EXERCISE INSTRUCTIONS –
Reproduce the records from their first line through the line containing "Coordinates are whole", inclusive, and nothing else.

GIVEN ENTRIES –
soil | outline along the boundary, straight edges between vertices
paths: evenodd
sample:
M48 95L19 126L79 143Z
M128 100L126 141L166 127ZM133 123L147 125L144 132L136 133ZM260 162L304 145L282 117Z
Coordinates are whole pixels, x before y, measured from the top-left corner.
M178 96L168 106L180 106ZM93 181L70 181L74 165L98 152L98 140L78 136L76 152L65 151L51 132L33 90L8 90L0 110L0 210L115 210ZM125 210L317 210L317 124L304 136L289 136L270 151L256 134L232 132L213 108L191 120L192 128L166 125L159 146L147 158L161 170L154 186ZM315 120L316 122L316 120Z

TASK RESULT –
soil | outline along the boundary, straight edges between vertices
paths: evenodd
sample:
M48 95L19 126L79 143Z
M128 100L126 141L166 127ZM133 123L147 125L144 132L136 133ZM260 162L304 145L282 117Z
Coordinates are whole pixels, x before y, measured from the top-left corner.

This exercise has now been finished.